====== Input data
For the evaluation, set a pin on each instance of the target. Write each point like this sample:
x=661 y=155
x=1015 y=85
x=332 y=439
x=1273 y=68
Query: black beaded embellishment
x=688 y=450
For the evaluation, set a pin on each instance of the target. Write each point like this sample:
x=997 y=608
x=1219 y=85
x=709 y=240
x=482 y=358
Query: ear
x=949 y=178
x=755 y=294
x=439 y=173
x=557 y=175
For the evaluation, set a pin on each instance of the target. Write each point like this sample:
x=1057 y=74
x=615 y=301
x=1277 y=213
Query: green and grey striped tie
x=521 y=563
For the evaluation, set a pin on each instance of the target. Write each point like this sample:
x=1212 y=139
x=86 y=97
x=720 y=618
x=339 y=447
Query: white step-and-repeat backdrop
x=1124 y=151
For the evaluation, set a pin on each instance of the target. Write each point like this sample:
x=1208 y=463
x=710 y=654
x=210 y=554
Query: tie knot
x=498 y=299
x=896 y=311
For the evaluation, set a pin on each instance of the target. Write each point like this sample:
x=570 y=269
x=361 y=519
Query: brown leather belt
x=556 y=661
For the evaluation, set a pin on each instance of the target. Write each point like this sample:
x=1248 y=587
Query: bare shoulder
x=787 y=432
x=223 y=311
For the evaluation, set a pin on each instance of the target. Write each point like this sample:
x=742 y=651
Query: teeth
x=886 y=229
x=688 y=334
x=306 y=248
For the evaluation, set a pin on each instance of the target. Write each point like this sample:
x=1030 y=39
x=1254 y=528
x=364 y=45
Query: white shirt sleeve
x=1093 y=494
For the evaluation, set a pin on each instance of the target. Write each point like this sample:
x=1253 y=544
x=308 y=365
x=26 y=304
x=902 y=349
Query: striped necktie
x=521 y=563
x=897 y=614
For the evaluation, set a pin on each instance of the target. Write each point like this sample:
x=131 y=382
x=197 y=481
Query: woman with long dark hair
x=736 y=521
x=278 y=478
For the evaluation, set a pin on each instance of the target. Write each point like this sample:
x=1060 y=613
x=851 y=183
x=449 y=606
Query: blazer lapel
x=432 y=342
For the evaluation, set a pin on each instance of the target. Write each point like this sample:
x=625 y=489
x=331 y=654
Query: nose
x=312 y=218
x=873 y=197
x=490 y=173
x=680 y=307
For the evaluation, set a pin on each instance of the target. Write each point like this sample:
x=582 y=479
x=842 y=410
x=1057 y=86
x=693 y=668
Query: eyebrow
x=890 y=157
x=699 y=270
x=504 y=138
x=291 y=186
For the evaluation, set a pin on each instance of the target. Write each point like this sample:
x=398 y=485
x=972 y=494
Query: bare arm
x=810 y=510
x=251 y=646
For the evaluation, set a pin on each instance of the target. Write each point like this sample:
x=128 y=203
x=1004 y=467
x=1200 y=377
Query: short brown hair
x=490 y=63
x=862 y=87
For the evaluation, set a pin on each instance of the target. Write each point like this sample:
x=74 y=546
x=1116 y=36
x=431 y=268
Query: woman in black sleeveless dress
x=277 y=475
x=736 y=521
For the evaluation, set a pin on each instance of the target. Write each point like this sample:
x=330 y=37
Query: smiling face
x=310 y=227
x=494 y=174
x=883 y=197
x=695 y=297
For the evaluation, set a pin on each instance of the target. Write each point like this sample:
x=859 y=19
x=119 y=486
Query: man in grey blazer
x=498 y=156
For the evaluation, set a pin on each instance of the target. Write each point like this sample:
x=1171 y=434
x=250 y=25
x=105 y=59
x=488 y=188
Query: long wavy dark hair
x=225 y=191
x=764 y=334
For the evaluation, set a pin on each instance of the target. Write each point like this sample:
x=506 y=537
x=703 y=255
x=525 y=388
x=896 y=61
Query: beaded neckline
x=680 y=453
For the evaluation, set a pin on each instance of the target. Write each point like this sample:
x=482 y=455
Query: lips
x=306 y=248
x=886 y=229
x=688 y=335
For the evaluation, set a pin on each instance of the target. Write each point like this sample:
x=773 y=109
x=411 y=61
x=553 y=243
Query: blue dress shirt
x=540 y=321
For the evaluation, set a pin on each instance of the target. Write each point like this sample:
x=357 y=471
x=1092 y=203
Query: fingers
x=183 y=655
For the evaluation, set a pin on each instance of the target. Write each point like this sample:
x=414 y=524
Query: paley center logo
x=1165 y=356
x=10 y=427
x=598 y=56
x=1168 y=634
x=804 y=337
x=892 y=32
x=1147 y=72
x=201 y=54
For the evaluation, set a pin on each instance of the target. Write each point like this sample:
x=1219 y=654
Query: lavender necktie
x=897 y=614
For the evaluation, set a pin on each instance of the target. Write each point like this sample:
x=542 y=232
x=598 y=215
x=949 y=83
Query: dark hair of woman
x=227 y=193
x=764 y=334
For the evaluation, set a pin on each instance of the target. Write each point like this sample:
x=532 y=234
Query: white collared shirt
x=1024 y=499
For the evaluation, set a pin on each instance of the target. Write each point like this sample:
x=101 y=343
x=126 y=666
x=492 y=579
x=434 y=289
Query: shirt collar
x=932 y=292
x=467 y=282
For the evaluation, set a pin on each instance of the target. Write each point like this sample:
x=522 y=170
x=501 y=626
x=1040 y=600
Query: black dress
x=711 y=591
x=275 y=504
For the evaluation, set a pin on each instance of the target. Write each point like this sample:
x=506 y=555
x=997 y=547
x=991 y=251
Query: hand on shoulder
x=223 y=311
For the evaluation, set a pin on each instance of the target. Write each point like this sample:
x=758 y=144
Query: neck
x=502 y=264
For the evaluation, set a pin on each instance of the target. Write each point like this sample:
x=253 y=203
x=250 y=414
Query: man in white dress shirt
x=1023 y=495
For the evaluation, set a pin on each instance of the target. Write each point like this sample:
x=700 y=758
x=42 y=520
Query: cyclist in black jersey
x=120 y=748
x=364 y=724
============
• Stated exercise:
Print the material above once more, exactly.

• Complete answer:
For the evaluation, set a pin on each instance of the target. Write each point like this sample:
x=661 y=155
x=1015 y=85
x=332 y=439
x=1273 y=68
Query: black beaded embellishment
x=688 y=450
For the evaluation, set a pin on each instance of the target. Write each point like this sample:
x=997 y=608
x=1219 y=85
x=709 y=240
x=482 y=358
Query: ear
x=949 y=178
x=755 y=294
x=439 y=173
x=557 y=175
For the evaluation, set a pin on each instance of the target. Write each point like this sample:
x=1057 y=74
x=615 y=301
x=1277 y=213
Query: green and grey striped tie
x=521 y=563
For the evaluation, set a pin on each instance of the target. Write each point like this sample:
x=1212 y=139
x=86 y=97
x=720 y=618
x=339 y=447
Query: white step-and-repeat backdrop
x=1124 y=151
For the evaluation, set a pin on each instance of the target. Write each point like this sample:
x=1208 y=463
x=710 y=654
x=210 y=554
Query: tie knot
x=498 y=299
x=896 y=311
For the evaluation, set a pin on each instance of the target. Write each point like this sample:
x=570 y=269
x=361 y=519
Query: brown leather belt
x=556 y=661
For the evaluation, set a pin on each instance of the target. Write each point like this sample:
x=1248 y=587
Query: bare shoulder
x=787 y=432
x=223 y=311
For the evaluation, set a pin on each instance of the target. Write each point like this sample:
x=742 y=651
Query: teeth
x=886 y=229
x=688 y=334
x=306 y=248
For the evaluation, set a pin on each instance of the target. Write each point like this sample:
x=1030 y=39
x=1254 y=528
x=364 y=45
Query: white shirt sleeve
x=1093 y=494
For the evaluation, set a pin on each instance of the target. Write each point like this sample:
x=1253 y=544
x=308 y=365
x=26 y=304
x=902 y=349
Query: striped necktie
x=521 y=563
x=897 y=614
For the evaluation, set a pin on each instance of the target. Write each point like this sample:
x=131 y=382
x=197 y=481
Query: woman with long dark hair
x=736 y=521
x=278 y=478
For the evaluation, set a pin on each instance of the target. Write each point like this sample:
x=1060 y=613
x=851 y=183
x=449 y=606
Query: blazer lapel
x=432 y=342
For the evaluation, set a pin on each instance of the target. Write each point like this sample:
x=625 y=489
x=331 y=654
Query: nose
x=312 y=218
x=873 y=197
x=490 y=173
x=680 y=307
For the evaluation, set a pin on each instance of the target. Write each point like this sample:
x=582 y=479
x=842 y=410
x=1057 y=86
x=693 y=668
Query: eyebrow
x=890 y=157
x=699 y=270
x=504 y=138
x=291 y=186
For the evaluation, set a pin on each instance of the target. Write each point like this sample:
x=398 y=485
x=972 y=494
Query: bare arm
x=810 y=510
x=251 y=646
For the evaluation, set a pin on each instance of the target. Write each point like this sample:
x=128 y=203
x=1004 y=467
x=1200 y=377
Query: short brown hair
x=490 y=63
x=862 y=87
For the evaluation, set a pin on each instance of the target. Write each point like this sample:
x=74 y=546
x=1116 y=36
x=431 y=268
Query: woman in black sleeveless dress
x=277 y=475
x=736 y=521
For the evaluation, set a pin on each instance of the target. Write each point like this sample:
x=330 y=37
Query: smiling face
x=310 y=227
x=494 y=174
x=883 y=197
x=695 y=297
For the evaluation, set a pin on each instance of the target. Write each point like this sample:
x=859 y=19
x=119 y=486
Query: man in grey blazer
x=498 y=156
For the evaluation, set a pin on each instance of the target. Write each point like this sample:
x=1171 y=434
x=250 y=25
x=105 y=59
x=488 y=188
Query: long wavy dark hair
x=225 y=191
x=764 y=334
For the evaluation, set a pin on each instance of the target. Write each point like this sample:
x=506 y=537
x=703 y=255
x=525 y=388
x=896 y=61
Query: beaded neckline
x=680 y=453
For the evaluation, set a pin on each instance of the target. Write each point like this sample:
x=482 y=455
Query: lips
x=306 y=248
x=886 y=229
x=688 y=335
For the evaluation, set a pin on each instance of the target. Write each point like this sample:
x=773 y=109
x=411 y=61
x=553 y=243
Query: blue dress shirt
x=540 y=321
For the evaluation, set a pin on each instance of the target. Write each point like this sample:
x=357 y=471
x=1092 y=203
Query: fingers
x=183 y=655
For the evaluation, set a pin on each instance of the target. Write each point like this sample:
x=414 y=524
Query: paley center logo
x=1165 y=356
x=10 y=427
x=598 y=56
x=1168 y=634
x=804 y=337
x=892 y=32
x=1147 y=72
x=201 y=54
For the evaluation, set a pin on each instance of the target. Write each point like this sample:
x=1219 y=654
Query: lavender necktie
x=897 y=614
For the evaluation, set a pin on each instance of the target. Write each point like this sample:
x=542 y=232
x=598 y=215
x=949 y=83
Query: dark hair of woman
x=227 y=193
x=764 y=334
For the evaluation, set a pin on each instance of the target. Write each point like this sample:
x=532 y=234
Query: white collared shirt
x=1024 y=499
For the evaluation, set a pin on each instance of the target. Write each point like this sample:
x=101 y=343
x=126 y=666
x=492 y=579
x=434 y=289
Query: shirt collar
x=932 y=292
x=467 y=282
For the evaluation, set a pin on each instance of the target. Write each point like this sample:
x=522 y=170
x=501 y=626
x=1040 y=600
Query: black dress
x=711 y=591
x=275 y=504
For the evaluation, set a pin on each instance of the target. Write each point like this sample:
x=506 y=555
x=997 y=547
x=991 y=251
Query: hand on shoulder
x=223 y=311
For the evaluation, set a pin on each instance of the target. Write each point like this sample:
x=758 y=144
Query: neck
x=502 y=264
For the evaluation, set a pin on each instance of the target. Write each point like this sample:
x=253 y=203
x=250 y=414
Query: man in white dress shirt
x=1023 y=495
For the evaluation, set a pin on each instance of the target. Write each point like this sample:
x=700 y=758
x=42 y=520
Query: cyclist in black jersey
x=120 y=748
x=364 y=724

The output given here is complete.